Goal of the exercise: Output the full material exactly as it appears here.

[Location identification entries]
------------

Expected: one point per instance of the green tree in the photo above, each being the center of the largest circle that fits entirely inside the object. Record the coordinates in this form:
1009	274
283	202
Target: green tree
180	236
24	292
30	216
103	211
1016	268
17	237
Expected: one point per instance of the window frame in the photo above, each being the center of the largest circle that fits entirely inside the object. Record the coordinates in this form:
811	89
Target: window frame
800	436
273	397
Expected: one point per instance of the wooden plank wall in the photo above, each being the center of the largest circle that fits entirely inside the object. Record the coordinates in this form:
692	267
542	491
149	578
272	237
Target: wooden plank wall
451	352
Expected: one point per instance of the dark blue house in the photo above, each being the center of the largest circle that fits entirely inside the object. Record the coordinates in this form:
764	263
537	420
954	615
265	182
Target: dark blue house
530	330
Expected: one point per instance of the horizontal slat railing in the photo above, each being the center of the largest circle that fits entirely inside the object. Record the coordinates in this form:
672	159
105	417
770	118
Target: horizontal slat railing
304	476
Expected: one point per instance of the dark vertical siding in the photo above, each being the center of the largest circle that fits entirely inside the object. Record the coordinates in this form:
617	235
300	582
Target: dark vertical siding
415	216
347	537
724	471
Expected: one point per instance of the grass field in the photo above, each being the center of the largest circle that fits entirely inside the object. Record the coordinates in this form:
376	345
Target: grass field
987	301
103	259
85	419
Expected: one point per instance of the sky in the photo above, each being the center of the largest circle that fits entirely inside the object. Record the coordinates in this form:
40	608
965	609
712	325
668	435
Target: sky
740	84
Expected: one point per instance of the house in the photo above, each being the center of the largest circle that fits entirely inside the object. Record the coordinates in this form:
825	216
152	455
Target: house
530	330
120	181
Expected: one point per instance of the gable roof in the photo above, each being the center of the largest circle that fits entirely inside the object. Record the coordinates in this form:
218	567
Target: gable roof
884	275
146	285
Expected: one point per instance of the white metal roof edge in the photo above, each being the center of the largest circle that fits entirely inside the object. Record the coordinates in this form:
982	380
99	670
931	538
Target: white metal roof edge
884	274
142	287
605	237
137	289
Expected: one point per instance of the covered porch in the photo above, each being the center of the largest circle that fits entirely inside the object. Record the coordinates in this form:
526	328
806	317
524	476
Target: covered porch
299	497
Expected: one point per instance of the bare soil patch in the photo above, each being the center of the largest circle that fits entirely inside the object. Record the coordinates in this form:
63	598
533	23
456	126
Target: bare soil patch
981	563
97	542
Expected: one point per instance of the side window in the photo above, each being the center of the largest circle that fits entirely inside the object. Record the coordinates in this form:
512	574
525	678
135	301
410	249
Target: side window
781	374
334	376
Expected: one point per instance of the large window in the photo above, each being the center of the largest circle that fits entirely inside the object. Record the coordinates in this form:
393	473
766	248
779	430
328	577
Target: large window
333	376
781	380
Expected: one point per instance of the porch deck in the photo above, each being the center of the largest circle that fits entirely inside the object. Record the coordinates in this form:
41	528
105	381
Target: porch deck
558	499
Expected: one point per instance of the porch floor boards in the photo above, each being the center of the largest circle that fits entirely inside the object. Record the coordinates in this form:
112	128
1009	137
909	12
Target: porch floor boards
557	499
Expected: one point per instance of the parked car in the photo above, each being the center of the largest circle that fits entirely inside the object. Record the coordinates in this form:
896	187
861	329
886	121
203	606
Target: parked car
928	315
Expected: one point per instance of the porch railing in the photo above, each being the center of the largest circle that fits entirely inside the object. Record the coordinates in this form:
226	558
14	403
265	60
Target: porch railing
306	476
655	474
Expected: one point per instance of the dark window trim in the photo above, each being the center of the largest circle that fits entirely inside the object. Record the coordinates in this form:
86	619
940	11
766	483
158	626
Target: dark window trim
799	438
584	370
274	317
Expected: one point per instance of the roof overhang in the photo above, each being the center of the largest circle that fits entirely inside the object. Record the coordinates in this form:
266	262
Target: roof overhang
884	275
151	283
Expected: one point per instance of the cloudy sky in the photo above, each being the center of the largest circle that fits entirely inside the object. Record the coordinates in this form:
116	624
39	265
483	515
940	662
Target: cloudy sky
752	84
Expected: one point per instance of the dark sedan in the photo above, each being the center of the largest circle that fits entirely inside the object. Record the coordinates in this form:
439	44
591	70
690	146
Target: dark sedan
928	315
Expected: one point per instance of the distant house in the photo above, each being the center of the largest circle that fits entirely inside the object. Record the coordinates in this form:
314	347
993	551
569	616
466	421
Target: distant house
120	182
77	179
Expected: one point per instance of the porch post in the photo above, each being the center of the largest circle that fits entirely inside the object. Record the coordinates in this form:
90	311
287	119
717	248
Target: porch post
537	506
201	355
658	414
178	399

------------

Full answer:
Expected: one point per instance of the green tree in the photo above, each being the center of the largest circle that fits entirely inside the object. Record the coordinates in this form:
1009	274
283	202
Target: green tree
180	236
24	292
30	216
103	211
1016	268
17	237
Expected: one point per instance of the window frame in the photo above, each being the center of the largest circle that fits entirely inside the object. Record the coordinates in this form:
811	89
Target: window frame
800	436
273	397
Expected: one point per instance of the wooden plank wall in the photo above, each being the center of the largest circle that fits entirely inside the object. Record the coordinates in this form:
692	267
542	491
149	578
272	237
Target: wooden plank wall
451	352
Expected: one point per instance of the dark blue house in the photo above, each being the center of the largest circle that fits entirely inside the object. Record the coordinates in this form:
764	263
537	420
954	615
265	182
Target: dark blue house
530	330
Expected: one point per instance of the horizontal slat railing in the photo above, each being the center of the largest circle that fits entirely inside the object. Record the coordinates in this form:
672	159
105	417
770	118
Target: horizontal slat railing
304	476
Expected: one point per instance of the dark vertical siding in the photo above, each being the center of the largest circle that fits entirely inside the object. Record the coordinates in this form:
617	235
300	582
Target: dark vertical siding
415	216
347	537
724	471
Expected: one point per instance of the grass field in the photo above, each being the center of the largest circle that fits entirely inside the object. Record the coordinates in this form:
376	345
Target: grass field
987	301
103	259
85	419
Expected: one point per instance of the sky in the photo above, each being the center of the largest circle that fits entirely inside the object. Record the coordinates in this form:
40	608
965	609
712	325
668	435
Target: sky
740	84
Expected: one point per instance of the house in the photo above, each being the center of the largest circle that fits entirely inside the object. Record the coordinates in this form:
825	216
152	455
Target: house
530	330
120	181
Expected: one point per instance of the gable roof in the photo above, each being the center of the largest circle that fits entirely inside the object. Record the coordinates in this form:
218	567
Target: gable roof
884	275
146	285
Expected: one point per instance of the white metal roof edge in the photo above, each being the center of the largest circle that fits entirely inside the object. Record the coordinates in this form:
982	380
99	670
931	538
Target: white metal roof edge
884	274
142	287
605	237
137	289
Expected: one point per instance of the covered porch in the photo above, each being the center of the largest circle that fits entirely inside the object. Record the coordinates in this form:
526	328
806	317
524	476
Target: covered porch
299	497
Expected: one point per instance of the bare soil patch in the photo above, each being the center of the largest circle that fits entirely inside the object. Record the coordinates in this form:
63	598
533	23
456	126
Target: bare soil patch
981	563
97	542
Expected: one point per instance of the side window in the photo above, each being the center of the largest circle that fits entirely inside the object. Record the coordinates in this form:
512	574
525	678
135	301
410	249
Target: side window
781	374
334	376
Expected: one point per instance of the large window in the photo above, each being the center of the largest circle that fits entirely inside the object. Record the coordinates in this form:
393	473
766	248
779	430
328	577
Target: large window
333	376
781	380
Expected: one point per instance of the porch deck in the photo above, each being the center of the largest circle that fits entirely inside the object. Record the coordinates in this form:
41	528
105	381
Target: porch deck
558	499
Expected: one point per instance of the porch floor boards in the photo above, each being the center of the largest circle that fits entirely inside the object. Record the coordinates in this form:
112	128
1009	137
909	12
Target: porch floor boards
557	499
Expected: one point per instance of the parked car in the photo above, each being the center of the largest circle that fits entirely inside the object. Record the coordinates in this form:
896	187
861	329
886	121
203	606
Target: parked car
928	315
Expected: one point per instance of the porch railing in the photo above, each being the center of the largest circle that fits entirely inside the object. Record the coordinates in this form:
226	558
14	403
265	60
Target: porch railing
306	476
655	474
Expected: one point per instance of the dark window trim in the photo above, each being the center of the largest circle that fits entirely inside the object. Record the coordinates in this form:
86	619
940	11
766	483
158	626
Target: dark window trim
799	438
584	370
274	317
Expected: one point per instance of the roof overhang in the photo above, each being the center of the largest circle that fits entirely inside the object. Record the coordinates in this form:
266	262
Target: roof overhang
884	275
151	283
Expected: one point per instance of the cloudy sky in the photo above, each being the center of the largest circle that fits entirely inside the object. Record the coordinates in this form:
116	624
39	265
483	515
940	662
Target: cloudy sky
752	84
Expected: one point per instance of the dark sedan in the photo above, each being the center of the largest circle that fits entirely inside the object. Record the coordinates in this form:
439	44
591	70
690	146
Target: dark sedan
928	315
Expected: one point per instance of the distant house in the photo above, each being the center of the largest circle that fits entirely inside the object. Record the coordinates in this form:
314	347
993	551
569	616
466	421
Target: distant house
120	182
77	179
Expected: one point per instance of the porch post in the photo above, each being the center of the largest circle that fits entirely inside the object. Record the coordinates in this form:
90	311
287	119
717	248
Target: porch post
537	506
201	355
658	414
178	399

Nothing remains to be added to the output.